** Opening DATA EXCERPTS block **

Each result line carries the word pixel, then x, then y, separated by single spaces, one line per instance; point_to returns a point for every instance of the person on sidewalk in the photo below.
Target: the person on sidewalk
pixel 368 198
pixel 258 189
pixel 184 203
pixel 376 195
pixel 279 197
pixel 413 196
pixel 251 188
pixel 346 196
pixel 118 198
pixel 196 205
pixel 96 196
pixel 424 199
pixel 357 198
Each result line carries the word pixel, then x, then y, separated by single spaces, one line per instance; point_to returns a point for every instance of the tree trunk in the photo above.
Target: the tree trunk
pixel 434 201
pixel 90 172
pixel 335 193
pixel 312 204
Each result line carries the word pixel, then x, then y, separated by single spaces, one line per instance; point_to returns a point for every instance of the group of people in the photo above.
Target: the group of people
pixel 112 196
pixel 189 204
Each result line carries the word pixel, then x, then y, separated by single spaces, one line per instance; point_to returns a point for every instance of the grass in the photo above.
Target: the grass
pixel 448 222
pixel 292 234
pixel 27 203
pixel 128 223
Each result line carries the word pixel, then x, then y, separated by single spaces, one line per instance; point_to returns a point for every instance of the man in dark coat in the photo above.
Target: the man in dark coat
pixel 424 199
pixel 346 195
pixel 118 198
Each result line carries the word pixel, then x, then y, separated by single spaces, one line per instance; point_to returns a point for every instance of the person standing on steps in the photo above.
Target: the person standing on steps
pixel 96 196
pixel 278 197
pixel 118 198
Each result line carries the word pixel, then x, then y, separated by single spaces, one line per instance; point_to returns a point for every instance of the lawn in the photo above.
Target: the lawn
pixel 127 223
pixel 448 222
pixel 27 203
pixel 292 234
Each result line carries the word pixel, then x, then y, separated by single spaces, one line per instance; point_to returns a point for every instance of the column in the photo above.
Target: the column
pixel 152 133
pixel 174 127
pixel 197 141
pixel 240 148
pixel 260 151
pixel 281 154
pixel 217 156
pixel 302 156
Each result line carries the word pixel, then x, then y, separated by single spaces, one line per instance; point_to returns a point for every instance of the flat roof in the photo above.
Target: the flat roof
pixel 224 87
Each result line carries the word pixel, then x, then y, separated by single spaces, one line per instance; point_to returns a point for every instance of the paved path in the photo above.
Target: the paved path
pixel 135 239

** Closing DATA EXCERPTS block **

EXERCISE REQUIREMENTS :: Please transcribe all of the entries precisely.

FINISHED TASK ::
Each result line carries the word pixel, then x, then y, separated by single spaces, one line per instance; point_to returns a point for every instance of the person on sidewalk in the photo below.
Target: the person on sidewalk
pixel 368 198
pixel 258 189
pixel 184 203
pixel 376 195
pixel 279 197
pixel 413 196
pixel 251 188
pixel 346 196
pixel 118 198
pixel 196 205
pixel 96 196
pixel 424 199
pixel 357 198
Each result line carries the word pixel, then x, then y, separated by single spaces, one line per instance; point_to returns a point for every instance of the tree trunk in the photo above.
Target: the tree trunk
pixel 434 201
pixel 90 172
pixel 335 193
pixel 312 204
Each result line carries the word pixel, then x, then y, separated by single spaces, one line per instance; point_to returns a point for every instance of the group of people in the photo above.
Target: the group of people
pixel 112 196
pixel 189 204
Each result line carries the word pixel, then x, then y, separated by single spaces, one line per instance; point_to returns a point for every instance of the grass in the photo above.
Target: the grass
pixel 448 222
pixel 292 234
pixel 27 203
pixel 128 223
Each result line carries the word pixel, then x, then y, separated by single spaces, one line per instance; point_to returns a point for every instance of the man in dark coat in the photo above.
Target: the man in dark coat
pixel 424 199
pixel 346 195
pixel 118 198
Each result line carries the word pixel, then x, then y, separated by single spaces, one line per instance; point_to returns a point for every instance of the person standing on steps in the photo above.
Target: the person standing on steps
pixel 96 196
pixel 278 197
pixel 118 198
Each result line carries the word pixel, then x, then y, separated by single spaces, one line per instance; point_to returns a point for every instance of the lawn in the photo above.
Target: the lawn
pixel 127 223
pixel 448 222
pixel 27 203
pixel 292 234
Each result line carries the word pixel, then x, then y, separated by single spaces, one line per instance; point_to returns a point for every instance of the column in the photo above.
Target: the column
pixel 152 133
pixel 174 127
pixel 197 141
pixel 240 148
pixel 260 151
pixel 281 154
pixel 217 156
pixel 302 156
Each result line carries the word pixel, then x, then y, separated by single spaces, one line per instance; point_to returns a point for every instance of the flat roof in the photo above.
Target: the flat roof
pixel 224 87
Each result line carries the word pixel, then x, then y, separated by single spaces, one line per instance; point_to returns a point for every instance of the paved path in the photo above.
Target: the paved path
pixel 135 239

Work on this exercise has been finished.